→ Provided entries
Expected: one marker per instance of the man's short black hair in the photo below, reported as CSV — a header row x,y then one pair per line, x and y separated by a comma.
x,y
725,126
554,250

...

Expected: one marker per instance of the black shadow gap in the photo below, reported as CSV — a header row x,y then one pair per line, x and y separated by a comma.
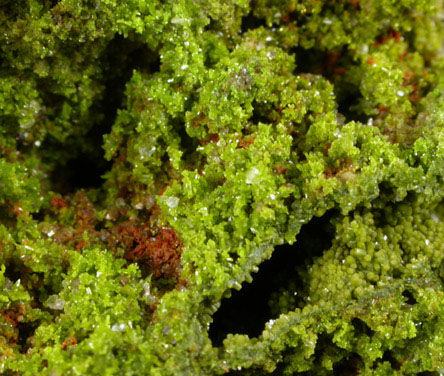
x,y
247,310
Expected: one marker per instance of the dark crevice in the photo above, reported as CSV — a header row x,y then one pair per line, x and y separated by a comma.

→ Assignment
Please output, exactly as written, the lines above from the one holding "Expected: one marker per instance of the black" through the one holding "Expected: one marker per instance of the dark", both included, with the pictures omitted.

→ Solution
Expected: one marker per instance of the black shadow gap in the photo below, reported as CSV — a header row x,y then one pair per line, x and y separated by a comma.
x,y
247,310
Expected: one marker per instance of the dark crevice in the photo above, reported as CSV — a header row x,y then one pair per line, x and y separated by a comma.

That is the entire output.